### What you will do:
Set down, word for word, the stretch of lines from the one containing "[segment] white blaze on forehead" to the end of the records below.

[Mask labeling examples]
+ + +

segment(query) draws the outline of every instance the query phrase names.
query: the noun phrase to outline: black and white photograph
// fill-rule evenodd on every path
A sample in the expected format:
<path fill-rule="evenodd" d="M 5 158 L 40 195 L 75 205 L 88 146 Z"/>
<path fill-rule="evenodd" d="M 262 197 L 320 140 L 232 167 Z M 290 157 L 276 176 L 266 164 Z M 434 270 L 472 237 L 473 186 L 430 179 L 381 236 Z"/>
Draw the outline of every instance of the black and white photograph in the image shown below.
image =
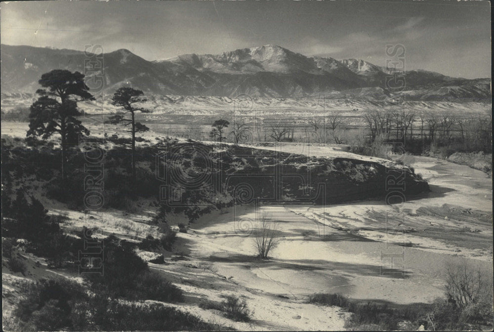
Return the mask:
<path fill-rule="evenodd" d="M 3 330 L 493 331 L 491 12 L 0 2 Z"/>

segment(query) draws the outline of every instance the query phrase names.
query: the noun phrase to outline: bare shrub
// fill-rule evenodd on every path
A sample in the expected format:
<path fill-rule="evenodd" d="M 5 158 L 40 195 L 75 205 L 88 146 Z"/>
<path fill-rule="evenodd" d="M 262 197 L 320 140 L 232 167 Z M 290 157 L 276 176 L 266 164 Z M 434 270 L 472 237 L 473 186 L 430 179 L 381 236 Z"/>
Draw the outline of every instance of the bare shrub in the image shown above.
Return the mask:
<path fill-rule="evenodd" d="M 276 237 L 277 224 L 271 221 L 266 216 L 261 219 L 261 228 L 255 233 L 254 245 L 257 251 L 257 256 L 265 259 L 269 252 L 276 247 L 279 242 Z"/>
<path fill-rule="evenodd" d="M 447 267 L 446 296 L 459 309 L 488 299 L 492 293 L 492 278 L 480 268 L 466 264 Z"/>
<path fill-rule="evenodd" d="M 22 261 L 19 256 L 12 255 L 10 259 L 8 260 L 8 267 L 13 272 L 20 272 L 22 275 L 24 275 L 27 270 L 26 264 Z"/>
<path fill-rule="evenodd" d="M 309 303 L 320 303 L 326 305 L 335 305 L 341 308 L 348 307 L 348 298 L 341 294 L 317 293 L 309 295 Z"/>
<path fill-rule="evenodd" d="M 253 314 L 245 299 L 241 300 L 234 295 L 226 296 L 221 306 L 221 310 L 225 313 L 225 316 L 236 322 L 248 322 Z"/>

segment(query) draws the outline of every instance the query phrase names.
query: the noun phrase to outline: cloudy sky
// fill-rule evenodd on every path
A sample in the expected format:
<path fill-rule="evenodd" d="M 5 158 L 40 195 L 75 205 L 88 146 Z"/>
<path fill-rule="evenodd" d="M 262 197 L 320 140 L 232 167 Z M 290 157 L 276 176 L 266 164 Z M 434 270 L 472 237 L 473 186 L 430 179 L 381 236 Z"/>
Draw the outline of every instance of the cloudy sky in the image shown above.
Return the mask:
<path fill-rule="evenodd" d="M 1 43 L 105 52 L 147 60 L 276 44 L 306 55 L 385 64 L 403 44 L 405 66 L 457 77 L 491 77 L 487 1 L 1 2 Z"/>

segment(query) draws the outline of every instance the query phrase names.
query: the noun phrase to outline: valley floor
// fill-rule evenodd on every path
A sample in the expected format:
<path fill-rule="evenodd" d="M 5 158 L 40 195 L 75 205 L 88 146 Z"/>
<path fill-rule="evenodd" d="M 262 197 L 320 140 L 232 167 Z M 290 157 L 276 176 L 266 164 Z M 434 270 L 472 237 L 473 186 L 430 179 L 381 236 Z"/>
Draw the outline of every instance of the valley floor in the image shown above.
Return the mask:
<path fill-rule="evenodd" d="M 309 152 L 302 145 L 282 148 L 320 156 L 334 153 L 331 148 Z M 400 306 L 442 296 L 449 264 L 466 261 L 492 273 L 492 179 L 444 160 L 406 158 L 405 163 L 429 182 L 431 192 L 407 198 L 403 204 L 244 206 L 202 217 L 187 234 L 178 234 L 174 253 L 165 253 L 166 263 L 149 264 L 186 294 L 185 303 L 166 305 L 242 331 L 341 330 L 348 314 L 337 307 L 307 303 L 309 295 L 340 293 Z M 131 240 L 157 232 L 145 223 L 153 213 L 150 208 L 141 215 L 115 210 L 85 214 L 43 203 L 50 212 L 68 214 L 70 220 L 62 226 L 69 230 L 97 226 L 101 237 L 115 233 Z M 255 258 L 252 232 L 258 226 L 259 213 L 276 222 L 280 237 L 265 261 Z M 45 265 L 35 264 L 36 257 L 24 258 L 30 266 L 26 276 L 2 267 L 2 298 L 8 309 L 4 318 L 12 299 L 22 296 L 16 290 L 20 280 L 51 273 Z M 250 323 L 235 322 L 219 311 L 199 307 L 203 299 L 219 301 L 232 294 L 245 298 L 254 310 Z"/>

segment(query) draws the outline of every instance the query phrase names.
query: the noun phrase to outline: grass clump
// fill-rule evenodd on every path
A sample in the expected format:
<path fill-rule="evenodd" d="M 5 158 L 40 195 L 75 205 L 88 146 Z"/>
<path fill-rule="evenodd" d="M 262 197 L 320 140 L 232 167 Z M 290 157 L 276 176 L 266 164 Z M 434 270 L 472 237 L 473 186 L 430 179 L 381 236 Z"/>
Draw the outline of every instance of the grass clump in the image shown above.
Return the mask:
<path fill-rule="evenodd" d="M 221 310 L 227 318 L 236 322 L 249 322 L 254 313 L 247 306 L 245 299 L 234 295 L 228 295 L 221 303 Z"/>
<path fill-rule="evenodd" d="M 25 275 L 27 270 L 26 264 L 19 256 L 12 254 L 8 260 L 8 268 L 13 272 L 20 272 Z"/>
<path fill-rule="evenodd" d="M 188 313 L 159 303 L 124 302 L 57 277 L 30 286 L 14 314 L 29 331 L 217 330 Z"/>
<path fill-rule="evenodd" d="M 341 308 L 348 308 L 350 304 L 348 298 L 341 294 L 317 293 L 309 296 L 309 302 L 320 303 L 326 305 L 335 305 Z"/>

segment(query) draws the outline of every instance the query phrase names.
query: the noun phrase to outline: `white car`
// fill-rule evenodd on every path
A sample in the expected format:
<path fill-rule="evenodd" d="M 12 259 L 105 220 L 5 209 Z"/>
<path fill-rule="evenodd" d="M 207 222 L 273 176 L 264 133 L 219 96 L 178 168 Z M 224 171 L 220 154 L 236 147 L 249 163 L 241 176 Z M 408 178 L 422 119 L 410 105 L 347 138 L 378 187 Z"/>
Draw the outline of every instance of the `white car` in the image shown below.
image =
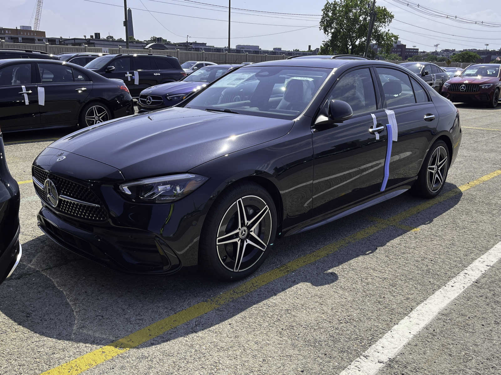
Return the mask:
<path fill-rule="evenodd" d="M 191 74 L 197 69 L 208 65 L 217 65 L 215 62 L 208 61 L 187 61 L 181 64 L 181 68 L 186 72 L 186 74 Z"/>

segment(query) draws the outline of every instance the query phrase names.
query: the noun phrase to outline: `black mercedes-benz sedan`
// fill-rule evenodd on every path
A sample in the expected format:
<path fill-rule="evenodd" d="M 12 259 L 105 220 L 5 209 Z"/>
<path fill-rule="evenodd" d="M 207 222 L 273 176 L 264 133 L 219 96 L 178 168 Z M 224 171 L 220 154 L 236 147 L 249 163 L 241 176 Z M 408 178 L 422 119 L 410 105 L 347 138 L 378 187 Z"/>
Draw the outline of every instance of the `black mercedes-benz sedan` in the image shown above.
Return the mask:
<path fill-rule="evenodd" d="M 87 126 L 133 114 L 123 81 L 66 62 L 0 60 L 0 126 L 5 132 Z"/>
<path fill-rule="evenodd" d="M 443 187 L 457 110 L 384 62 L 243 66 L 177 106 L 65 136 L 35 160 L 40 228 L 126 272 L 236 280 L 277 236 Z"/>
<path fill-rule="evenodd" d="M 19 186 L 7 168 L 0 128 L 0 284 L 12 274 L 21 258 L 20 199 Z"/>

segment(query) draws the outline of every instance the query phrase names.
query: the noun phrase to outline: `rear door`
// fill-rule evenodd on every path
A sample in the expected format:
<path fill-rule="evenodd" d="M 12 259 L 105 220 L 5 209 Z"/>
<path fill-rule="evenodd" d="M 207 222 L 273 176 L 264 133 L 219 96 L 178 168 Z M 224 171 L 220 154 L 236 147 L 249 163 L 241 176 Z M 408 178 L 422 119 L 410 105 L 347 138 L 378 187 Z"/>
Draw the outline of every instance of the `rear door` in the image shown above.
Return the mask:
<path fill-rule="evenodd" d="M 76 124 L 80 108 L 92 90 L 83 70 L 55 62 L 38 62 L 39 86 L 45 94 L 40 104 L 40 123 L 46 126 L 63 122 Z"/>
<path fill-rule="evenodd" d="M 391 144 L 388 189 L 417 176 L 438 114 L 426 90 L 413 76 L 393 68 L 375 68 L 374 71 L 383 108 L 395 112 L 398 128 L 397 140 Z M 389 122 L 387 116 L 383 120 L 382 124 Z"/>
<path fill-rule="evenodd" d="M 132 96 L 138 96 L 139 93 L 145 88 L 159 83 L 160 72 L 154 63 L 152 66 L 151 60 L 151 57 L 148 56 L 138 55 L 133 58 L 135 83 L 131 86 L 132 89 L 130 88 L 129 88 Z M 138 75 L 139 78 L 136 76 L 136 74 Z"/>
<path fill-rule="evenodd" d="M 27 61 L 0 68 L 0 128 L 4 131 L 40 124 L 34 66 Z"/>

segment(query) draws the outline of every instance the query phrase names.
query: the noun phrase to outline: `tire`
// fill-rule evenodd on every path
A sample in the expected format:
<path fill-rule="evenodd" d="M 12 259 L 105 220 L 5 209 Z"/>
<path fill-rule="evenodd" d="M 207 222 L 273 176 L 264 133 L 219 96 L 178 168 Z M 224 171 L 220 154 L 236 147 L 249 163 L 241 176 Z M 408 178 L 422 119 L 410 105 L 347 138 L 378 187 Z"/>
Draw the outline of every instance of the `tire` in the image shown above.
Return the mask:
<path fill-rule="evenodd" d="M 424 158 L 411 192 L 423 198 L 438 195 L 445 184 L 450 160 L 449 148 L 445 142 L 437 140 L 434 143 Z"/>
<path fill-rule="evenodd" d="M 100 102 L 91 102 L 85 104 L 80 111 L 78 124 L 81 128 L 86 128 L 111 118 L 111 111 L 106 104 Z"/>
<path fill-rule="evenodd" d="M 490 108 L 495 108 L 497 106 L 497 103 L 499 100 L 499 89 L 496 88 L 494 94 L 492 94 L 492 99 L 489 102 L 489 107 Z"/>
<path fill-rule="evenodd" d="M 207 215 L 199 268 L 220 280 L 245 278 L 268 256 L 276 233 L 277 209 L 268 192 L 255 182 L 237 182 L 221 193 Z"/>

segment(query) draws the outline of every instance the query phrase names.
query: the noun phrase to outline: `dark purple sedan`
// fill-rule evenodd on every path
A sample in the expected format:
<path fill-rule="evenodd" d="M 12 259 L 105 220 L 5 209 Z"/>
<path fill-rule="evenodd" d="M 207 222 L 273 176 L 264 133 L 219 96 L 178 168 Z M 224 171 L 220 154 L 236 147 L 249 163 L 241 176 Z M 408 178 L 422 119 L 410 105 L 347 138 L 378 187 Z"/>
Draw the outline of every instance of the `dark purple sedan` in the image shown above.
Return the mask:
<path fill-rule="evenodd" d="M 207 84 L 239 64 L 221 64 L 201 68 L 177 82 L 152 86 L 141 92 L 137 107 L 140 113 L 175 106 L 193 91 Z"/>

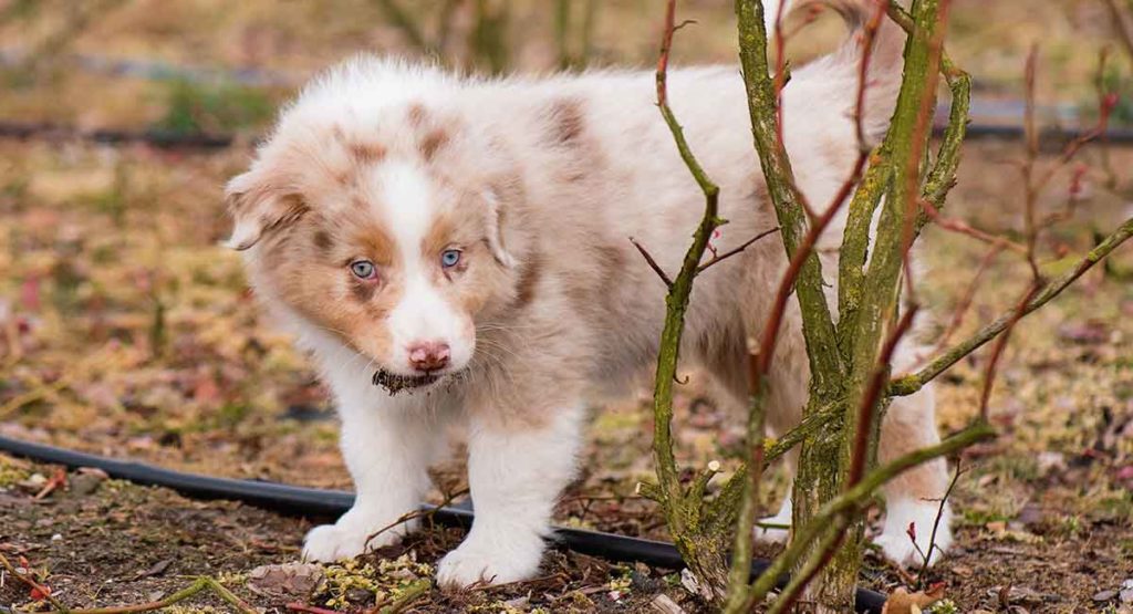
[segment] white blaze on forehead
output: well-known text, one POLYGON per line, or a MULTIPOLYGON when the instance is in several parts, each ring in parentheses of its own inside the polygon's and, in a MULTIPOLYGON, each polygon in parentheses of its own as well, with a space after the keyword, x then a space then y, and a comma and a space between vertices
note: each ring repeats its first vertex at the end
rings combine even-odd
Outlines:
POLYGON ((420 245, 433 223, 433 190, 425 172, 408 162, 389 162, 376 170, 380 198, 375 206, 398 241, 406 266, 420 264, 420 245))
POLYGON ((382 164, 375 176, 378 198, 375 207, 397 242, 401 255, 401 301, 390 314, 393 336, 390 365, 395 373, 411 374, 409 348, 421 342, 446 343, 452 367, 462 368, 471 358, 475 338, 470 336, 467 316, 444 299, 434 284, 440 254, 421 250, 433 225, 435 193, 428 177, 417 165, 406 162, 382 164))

+ + +

### Completed exercise:
[segment] white blaze on forehead
output: well-known text, one POLYGON per line, or a MULTIPOLYGON when the instance is in several parts, each ring in parentheses of its own inside the polygon's and, in a MULTIPOLYGON, each polygon in parentheses of its own as well, with a space after the keyword, x then a space then y, and a comma and a space between vertices
note: each ring repeats its first vertex at the end
rings combine even-odd
Outlines:
POLYGON ((420 245, 433 223, 433 190, 425 172, 408 162, 389 162, 376 170, 380 198, 375 206, 398 241, 406 266, 420 264, 420 245))
POLYGON ((382 164, 375 176, 378 198, 375 207, 397 242, 401 255, 401 301, 390 314, 393 336, 390 365, 395 373, 411 374, 409 348, 421 342, 446 343, 452 367, 462 368, 471 358, 475 338, 470 336, 467 316, 444 299, 434 284, 440 254, 421 250, 433 225, 435 193, 428 177, 417 165, 406 162, 382 164))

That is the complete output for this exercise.